- [What the exercise asks]
Write out every record below exactly as it appears.

───── Material for this exercise ─────

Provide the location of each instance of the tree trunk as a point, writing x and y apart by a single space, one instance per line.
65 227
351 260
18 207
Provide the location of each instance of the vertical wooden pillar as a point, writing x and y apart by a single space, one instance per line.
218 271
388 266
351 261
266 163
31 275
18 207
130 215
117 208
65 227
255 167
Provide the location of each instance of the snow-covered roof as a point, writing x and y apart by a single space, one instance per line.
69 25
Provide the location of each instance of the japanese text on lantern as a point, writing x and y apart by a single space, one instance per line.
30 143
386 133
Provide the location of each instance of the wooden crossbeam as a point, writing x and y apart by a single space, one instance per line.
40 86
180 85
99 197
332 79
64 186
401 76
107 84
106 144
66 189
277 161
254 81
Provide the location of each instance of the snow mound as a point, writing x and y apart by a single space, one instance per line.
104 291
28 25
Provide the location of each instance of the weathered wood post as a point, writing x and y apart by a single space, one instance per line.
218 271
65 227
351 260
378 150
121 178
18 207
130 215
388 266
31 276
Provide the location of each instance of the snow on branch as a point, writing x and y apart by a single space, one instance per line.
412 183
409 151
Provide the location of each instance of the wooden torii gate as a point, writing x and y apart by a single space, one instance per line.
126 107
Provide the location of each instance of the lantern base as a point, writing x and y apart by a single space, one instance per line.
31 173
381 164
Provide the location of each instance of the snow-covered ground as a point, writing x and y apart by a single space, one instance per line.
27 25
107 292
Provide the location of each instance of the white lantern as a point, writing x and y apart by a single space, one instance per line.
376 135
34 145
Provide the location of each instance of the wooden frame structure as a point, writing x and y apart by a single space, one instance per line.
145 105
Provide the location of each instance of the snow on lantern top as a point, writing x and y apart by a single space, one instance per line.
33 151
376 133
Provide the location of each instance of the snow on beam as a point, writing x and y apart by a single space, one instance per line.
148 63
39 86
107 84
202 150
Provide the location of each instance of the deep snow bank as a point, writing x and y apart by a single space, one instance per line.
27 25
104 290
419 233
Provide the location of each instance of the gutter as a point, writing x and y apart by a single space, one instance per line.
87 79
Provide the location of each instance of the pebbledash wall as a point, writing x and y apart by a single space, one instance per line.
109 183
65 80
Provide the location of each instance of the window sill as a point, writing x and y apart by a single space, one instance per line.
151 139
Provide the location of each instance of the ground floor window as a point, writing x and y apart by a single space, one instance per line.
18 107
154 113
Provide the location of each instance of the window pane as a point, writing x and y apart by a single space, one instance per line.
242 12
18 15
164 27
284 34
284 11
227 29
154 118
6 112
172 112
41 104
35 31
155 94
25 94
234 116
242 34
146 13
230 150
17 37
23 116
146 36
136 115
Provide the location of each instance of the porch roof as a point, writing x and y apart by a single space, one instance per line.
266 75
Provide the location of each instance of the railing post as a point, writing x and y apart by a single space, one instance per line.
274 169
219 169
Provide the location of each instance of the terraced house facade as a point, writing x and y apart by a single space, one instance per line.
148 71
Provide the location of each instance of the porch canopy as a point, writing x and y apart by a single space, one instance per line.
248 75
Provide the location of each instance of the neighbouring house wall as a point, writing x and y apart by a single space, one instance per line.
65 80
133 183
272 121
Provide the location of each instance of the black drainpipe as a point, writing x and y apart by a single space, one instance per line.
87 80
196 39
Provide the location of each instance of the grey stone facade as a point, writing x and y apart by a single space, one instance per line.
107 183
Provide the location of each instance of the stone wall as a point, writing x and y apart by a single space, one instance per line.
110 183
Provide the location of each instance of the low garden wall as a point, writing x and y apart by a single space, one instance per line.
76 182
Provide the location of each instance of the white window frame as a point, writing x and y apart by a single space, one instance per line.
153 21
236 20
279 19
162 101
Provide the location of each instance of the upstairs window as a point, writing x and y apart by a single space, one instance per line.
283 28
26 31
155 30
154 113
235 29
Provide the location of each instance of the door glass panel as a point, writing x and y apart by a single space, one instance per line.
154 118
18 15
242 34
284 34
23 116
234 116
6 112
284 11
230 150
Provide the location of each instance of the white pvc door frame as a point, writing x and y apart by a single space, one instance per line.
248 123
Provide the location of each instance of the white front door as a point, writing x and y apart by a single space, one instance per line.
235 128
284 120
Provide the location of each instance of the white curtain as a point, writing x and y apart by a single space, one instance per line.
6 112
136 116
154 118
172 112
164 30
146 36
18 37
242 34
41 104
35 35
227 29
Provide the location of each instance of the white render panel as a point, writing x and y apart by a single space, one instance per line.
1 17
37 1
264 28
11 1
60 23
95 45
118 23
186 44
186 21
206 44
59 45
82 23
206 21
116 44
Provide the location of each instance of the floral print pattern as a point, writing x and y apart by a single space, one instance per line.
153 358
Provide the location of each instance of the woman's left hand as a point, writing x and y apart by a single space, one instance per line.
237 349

─────

- [Task solution]
Provide the location of each instance of the tree trunk as a point, writing x and y apart by a single space, one instance per line.
65 227
351 260
18 207
Provide the location of each instance of the vertical wooden pillar as a point, writing x and y apart by a single space, one instance per line.
218 271
388 266
351 261
266 163
31 275
18 207
130 215
117 208
65 227
255 167
Provide the location of each instance of the snow-covered roof as a point, writing x and y apart by a single space, one instance per line.
69 25
Provide the location of each instance of the japanese text on lantern as a point, writing x and y apart by a single space, one instance per line.
30 143
386 133
Provide the location of each instance of the wooden crossbeam as a point, writing x and y apart by a single space, one instance per line.
40 86
180 85
99 197
332 79
64 186
401 76
107 84
106 144
66 189
277 161
254 81
Provide the location of each instance of the snow mound as a point, writing x and y apart by a single space, one instance per line.
104 291
28 25
Provide the location of each instance of the weathered wood post as a point, writing x and y apart by a single space, one instance per line.
218 271
65 227
351 260
378 150
121 178
18 207
130 215
388 266
31 276
Provide the location of each instance of the snow on branch as a point, writing x and y apart by a single space, one instance per line.
412 183
409 151
Provide the location of each instance of the wooden torii gate as a point, writing x and y apart by a single space, one instance per line.
126 107
Provide the location of each instance of the lantern base as a point, writing x and y apart by a single space, one instance per line.
31 173
381 164
Provide the location of each instance of the snow-covered ground as a point, writing x and y apart by a single space, one instance per line.
27 25
107 292
Provide the location of each instance of the white lantern as a point, writing x and y apart by a single space, one instance per line.
376 135
34 145
Provide the location of each instance of the wooden frame structure as a point, writing x and y apart by a single space, one instance per line.
145 105
Provide the location of each instance of the snow on lantern top as a point, writing x and y apart by a single space, one instance per line.
33 151
376 133
Provide the location of each instance of the snow on beam as a point, writing x and y apart by a single space, one instance per line.
148 63
39 86
107 84
202 150
Provide the location of each instance of the deep snow bank as a point, writing x and y apart by a single space, one instance per line.
27 25
104 290
419 233
Provide the location of each instance of the gutter as a point, writing x and y apart by a single space, one instance per line.
87 79
Provide the location of each instance of the pebbledash wall as a point, writing x and y apart by a single space, one instance per line.
109 183
65 80
Provide the location of each instance of the window sill as a point, writing x and y apart by a single space, one instance per line.
151 139
Provide the location of each instance of the ground floor window as a point, writing x and y apart by a single space, one instance per line.
18 107
154 113
Provide the location of each instance of the window pane as a point, writing x and y apart by a single space, one instance per line.
242 12
18 15
164 27
284 34
284 11
227 29
154 118
6 112
172 112
41 104
35 31
155 94
25 94
234 116
242 34
146 13
230 150
17 37
23 116
146 36
136 115
Provide the location of each instance of the porch roof as a point, writing x and y apart by a single space, one instance per line.
266 75
Provide the location of each instance of the railing post as a point, writing x and y apart by a single space, one instance per line.
274 169
219 169
Provide the location of each instance of the terraced house facade as a point, writing x and y apart by a single space, one instance per line.
148 71
Provide the location of each instance of the porch canopy as a point, writing x and y apart by a single space, one instance per line.
248 75
Provide the location of each instance of the neighbouring house wall as a point, writing x and y apart by a single space, one instance per line.
65 80
133 183
272 121
Provide the location of each instance of the black drainpipe as a point, writing x and y apart by a single space, one instance per line.
87 80
196 39
Provide the location of each instance of the grey stone facade as a point, writing x and y apart by a single space, one instance per line.
107 183
Provide the location of each instance of the stone wall as a point, writing x and y apart by a single space, one instance per line.
110 183
Provide the location of each instance of the low garden wall as a point, writing x and y apart by a single space, one instance per line.
76 182
Provide the location of each instance of the white window frame as a point, writing x and y apart by a single space, one instance per line.
153 21
236 20
279 19
162 101
Provide the location of each instance of the upstairs window as a point, writing x and y apart by a single space, one instance per line.
283 28
26 31
155 30
154 113
235 29
Provide the location of each instance of the door glass panel as a point, writing x and y apart by a single space, one instance per line.
154 118
18 15
242 34
284 34
23 116
234 116
6 112
284 11
230 150
Provide the location of each instance of the white pvc door frame as a point, writing x and y apart by a single space, one instance per line.
248 123
Provide the location of each instance of the white front door as a point, writing x and y apart by a single space, one instance per line.
235 128
284 120
Provide the location of each instance of the white curtain as a point, writing x and y apart by a single space, one instance per line.
6 112
136 116
154 118
172 112
164 30
146 36
18 37
242 34
41 104
35 35
227 29
Provide the location of each instance of the white render panel as a point, writing x and y apart by a single space, one instance per line.
1 17
37 1
264 28
11 1
60 23
95 45
118 23
186 44
186 21
206 44
59 45
82 23
206 21
116 44
Provide the location of each instance of the floral print pattern as a point, writing x and y apart by a single space, one instance per line.
153 358
Provide the location of each instance of the woman's left hand as a point, writing x and y apart by a single space, one instance per line.
237 349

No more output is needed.